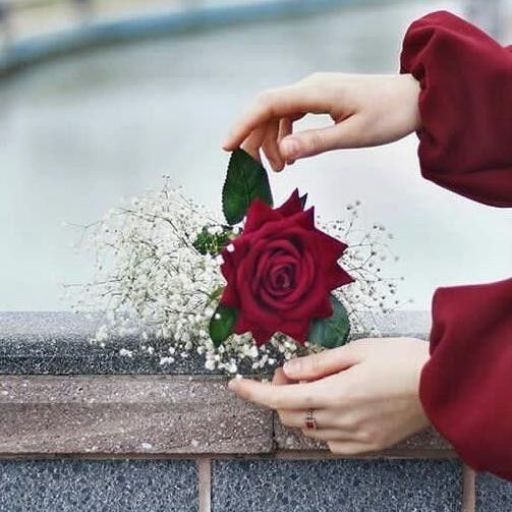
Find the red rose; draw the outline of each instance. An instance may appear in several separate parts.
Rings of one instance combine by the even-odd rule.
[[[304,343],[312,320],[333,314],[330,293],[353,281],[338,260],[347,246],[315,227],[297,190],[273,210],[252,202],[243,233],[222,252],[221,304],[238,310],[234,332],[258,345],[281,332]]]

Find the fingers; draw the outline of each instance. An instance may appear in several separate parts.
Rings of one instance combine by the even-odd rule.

···

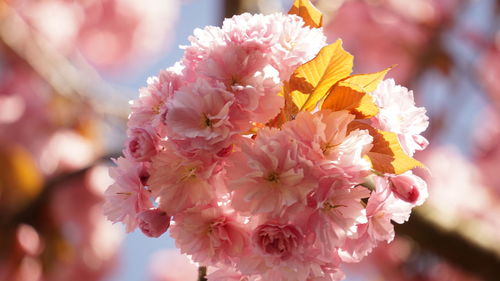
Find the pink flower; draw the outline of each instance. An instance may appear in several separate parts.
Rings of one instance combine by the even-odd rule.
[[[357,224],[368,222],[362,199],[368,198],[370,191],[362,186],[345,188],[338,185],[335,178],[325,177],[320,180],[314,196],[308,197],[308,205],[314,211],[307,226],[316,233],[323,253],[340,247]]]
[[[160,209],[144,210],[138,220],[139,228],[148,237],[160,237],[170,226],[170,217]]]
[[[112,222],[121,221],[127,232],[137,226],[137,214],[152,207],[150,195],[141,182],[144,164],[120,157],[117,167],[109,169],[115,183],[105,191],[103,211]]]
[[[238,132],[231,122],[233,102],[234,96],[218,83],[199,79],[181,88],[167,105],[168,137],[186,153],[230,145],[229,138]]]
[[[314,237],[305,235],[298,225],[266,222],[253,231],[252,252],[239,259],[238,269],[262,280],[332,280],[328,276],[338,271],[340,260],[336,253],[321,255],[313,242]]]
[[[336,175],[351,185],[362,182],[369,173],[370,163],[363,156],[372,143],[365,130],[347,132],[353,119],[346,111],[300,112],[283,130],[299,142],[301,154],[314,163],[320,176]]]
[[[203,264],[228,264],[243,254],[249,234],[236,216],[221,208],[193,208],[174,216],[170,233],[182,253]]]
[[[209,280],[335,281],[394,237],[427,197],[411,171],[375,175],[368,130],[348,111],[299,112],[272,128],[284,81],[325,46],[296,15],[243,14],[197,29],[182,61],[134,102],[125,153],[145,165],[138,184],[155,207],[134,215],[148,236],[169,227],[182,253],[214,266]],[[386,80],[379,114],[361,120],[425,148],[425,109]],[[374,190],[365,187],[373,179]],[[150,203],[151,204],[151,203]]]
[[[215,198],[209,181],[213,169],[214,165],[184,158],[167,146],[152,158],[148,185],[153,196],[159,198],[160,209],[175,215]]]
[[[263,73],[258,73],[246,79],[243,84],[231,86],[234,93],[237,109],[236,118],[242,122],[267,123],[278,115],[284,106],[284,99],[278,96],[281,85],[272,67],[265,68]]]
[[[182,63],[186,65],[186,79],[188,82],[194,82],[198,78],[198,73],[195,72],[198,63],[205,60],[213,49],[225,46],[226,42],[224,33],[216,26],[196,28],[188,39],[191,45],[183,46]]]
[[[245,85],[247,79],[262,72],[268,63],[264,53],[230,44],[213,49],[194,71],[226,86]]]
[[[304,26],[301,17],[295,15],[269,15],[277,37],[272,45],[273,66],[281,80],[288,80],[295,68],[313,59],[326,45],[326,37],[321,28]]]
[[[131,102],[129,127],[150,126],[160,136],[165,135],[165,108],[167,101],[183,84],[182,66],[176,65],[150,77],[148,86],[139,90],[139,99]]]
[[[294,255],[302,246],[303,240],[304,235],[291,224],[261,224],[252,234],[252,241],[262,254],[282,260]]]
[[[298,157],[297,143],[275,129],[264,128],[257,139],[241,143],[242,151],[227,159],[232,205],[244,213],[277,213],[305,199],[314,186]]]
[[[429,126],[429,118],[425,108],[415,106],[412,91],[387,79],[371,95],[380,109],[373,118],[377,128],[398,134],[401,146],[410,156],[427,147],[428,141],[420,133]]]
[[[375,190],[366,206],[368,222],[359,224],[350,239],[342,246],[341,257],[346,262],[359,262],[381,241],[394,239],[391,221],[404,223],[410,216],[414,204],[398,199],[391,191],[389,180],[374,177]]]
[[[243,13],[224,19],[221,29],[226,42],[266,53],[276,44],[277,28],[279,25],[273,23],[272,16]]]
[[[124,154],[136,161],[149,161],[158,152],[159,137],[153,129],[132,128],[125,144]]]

···

- Exercise instructions
Your answer must consist solely of the lines above between the line holding "Find the red" and the line holding "Find the fingers;", inclusive, copied exactly.

- Written response
Find the red rose; draw the outline of each instance. An instance may appear in several separate parts.
Rings of one instance combine by the even-odd rule.
[[[304,343],[312,320],[333,314],[330,293],[353,281],[338,260],[347,246],[315,227],[297,190],[273,210],[252,202],[243,233],[222,252],[221,304],[238,310],[234,332],[258,345],[281,332]]]

Find the fingers; draw the outline of each instance. An instance may appear in several separate parts.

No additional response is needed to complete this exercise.